Instructions to follow: Print out the full listing exactly as it reads.

Data supplied:

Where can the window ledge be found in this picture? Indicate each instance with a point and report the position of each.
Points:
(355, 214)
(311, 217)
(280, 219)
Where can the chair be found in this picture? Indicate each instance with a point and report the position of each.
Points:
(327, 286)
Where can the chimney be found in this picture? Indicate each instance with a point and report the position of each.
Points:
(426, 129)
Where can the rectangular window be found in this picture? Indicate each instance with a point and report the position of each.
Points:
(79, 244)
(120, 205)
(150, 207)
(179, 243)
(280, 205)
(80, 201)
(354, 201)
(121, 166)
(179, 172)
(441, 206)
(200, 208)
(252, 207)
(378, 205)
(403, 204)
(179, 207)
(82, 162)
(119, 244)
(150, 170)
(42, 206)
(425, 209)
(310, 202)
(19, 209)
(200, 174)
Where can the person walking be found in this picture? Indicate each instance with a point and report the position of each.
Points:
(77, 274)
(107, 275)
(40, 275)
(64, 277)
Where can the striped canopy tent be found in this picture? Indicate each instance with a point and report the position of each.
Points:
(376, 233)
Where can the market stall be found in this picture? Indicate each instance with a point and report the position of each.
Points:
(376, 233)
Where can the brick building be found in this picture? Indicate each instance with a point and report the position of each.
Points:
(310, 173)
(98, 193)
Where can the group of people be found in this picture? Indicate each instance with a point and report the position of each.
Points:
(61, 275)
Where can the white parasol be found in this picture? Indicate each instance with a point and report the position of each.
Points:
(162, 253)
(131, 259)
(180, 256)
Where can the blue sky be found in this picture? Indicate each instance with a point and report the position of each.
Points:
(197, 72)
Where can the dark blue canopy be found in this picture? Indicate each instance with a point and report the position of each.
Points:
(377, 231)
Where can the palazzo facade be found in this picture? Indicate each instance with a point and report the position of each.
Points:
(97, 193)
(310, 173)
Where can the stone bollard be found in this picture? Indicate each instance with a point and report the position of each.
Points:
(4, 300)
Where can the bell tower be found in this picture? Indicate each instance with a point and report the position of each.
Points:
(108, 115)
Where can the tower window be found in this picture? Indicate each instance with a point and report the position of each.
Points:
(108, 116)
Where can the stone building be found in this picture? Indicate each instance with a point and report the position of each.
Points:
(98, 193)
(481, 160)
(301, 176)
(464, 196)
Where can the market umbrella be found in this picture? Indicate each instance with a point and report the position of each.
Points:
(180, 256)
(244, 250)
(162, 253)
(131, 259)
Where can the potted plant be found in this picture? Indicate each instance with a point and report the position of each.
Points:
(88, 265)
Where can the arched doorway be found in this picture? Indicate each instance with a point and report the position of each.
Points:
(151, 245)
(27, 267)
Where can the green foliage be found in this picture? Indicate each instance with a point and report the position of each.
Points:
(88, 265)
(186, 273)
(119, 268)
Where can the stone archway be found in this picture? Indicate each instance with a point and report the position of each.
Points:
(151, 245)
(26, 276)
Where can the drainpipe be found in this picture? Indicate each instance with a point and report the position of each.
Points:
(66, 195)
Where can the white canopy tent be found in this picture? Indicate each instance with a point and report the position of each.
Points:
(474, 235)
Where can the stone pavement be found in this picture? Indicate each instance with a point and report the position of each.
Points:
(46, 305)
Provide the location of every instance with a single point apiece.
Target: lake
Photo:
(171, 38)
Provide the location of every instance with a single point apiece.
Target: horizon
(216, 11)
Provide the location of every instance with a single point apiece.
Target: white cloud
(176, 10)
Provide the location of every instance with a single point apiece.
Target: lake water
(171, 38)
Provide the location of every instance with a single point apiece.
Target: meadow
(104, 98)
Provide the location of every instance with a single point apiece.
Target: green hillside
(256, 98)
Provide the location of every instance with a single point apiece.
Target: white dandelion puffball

Result below:
Where can the window ledge be found in this picture? Indicate each instance with a point and report the position of each.
Points:
(355, 214)
(311, 217)
(280, 219)
Where can the chair be found in this picture? Indicate each instance with a point and report the position of each.
Points:
(327, 286)
Where can the chimney be found in this picture? Indicate each instance with a point and report the position of each.
Points:
(426, 129)
Where can the rectangular window be found in this picture? Indicate each instance with a point and report the position of each.
Points:
(79, 244)
(120, 205)
(150, 207)
(179, 243)
(280, 205)
(80, 201)
(354, 201)
(121, 166)
(179, 172)
(441, 206)
(200, 208)
(252, 207)
(378, 205)
(403, 204)
(179, 207)
(82, 162)
(119, 244)
(150, 170)
(42, 206)
(425, 209)
(310, 202)
(19, 209)
(200, 174)
Where can the person walking be found in this picture? Indicate each instance with a point and report the position of each.
Points:
(77, 274)
(107, 275)
(40, 275)
(64, 277)
Where can the striped canopy tent be found in this picture? Indicate each instance with a point and report the position of each.
Points:
(376, 233)
Where can the market stall be found in this picture? Indicate each instance with a point and report the position of each.
Points:
(376, 233)
Where can the brick building be found in this picture? Indicate each instance with a point and report the position of each.
Points:
(310, 173)
(98, 193)
Where can the group of people be found in this picture? Indicate each instance with a point and report the position of each.
Points:
(61, 275)
Where can the white parasol be found in this picture? Indicate each instance with a point and report the position of each.
Points:
(162, 253)
(131, 259)
(180, 256)
Where can the blue sky be found in this picture? Indicate each instance with a point and report the position of each.
Points:
(197, 72)
Where can the dark blue canopy be found in this picture? Indicate each instance with a point and report the position of each.
Points:
(377, 231)
Where can the palazzo facade be found in this picture? Indicate each instance with a point and report the position of each.
Points:
(97, 193)
(310, 173)
Where can the stone bollard be found in this picture? Indicate each instance with a point and report the position of each.
Points:
(4, 300)
Where can the bell tower be found in this picture? Indicate each instance with a point and report the position of each.
Points:
(108, 115)
Where can the tower window be found in this picture? Indicate each instance with a point and report the position of each.
Points:
(108, 116)
Where can the stone building be found in this picture? Indicate each instance with a point and report the position of each.
Points:
(98, 193)
(481, 160)
(301, 176)
(464, 196)
Where can the market umbrella be found in this picture? Indicate each instance with a point and report the position of each.
Points:
(180, 256)
(244, 250)
(162, 253)
(131, 259)
Where can the potted plant be found in this picture? Indicate each instance with a point and report the position of each.
Points:
(88, 265)
Where can the arched doorway be found in this picture? Indicate each instance with a point and report the position of each.
Points:
(151, 245)
(27, 267)
Where can the green foliage be found in this picture? Indicate each instance with a point and report the position of each.
Points:
(88, 265)
(186, 273)
(119, 268)
Where can the stone archway be found in this picture? Indicate each instance with a point and report the position of each.
Points:
(151, 245)
(26, 276)
Where can the drainpipe be found in this picture? Indicate each instance with a point and report the position of each.
Points:
(66, 195)
Where can the white canopy tent be found in this picture? Indicate each instance with a point and report the position of each.
Points:
(474, 235)
Where can the stone pavement be found in this picture? Indicate each instance with a point and report the position of each.
Points:
(46, 305)
Provide the location of every instance with a single point apiece.
Target: lake
Photo:
(171, 38)
Provide the location of every instance with a single point apiece.
Target: horizon
(216, 11)
Provide the location of every instance with a single point apiece.
Target: white cloud
(176, 10)
Provide the location of every instance with a single point apiece.
Target: lake water
(171, 38)
Provide the location of every instance with a single point apiece.
Target: meadow
(104, 98)
Provide the location of every instance with a single point apiece.
Target: green hillside
(256, 98)
Provide the location of every instance with a single point apiece.
Target: white dandelion puffball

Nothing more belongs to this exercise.